**PROMPT**
Collect every line in the rows below that contains the word "find". Matching is case-sensitive.

##### DATA RECORDS

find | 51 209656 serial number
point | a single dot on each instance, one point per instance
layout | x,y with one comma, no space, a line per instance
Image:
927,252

##########
##### DATA RECORDS

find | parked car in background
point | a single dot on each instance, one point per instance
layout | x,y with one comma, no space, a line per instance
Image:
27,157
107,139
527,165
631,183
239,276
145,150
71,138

##########

**SOLUTION BELOW**
find | 51 209656 serial number
find | parked car in background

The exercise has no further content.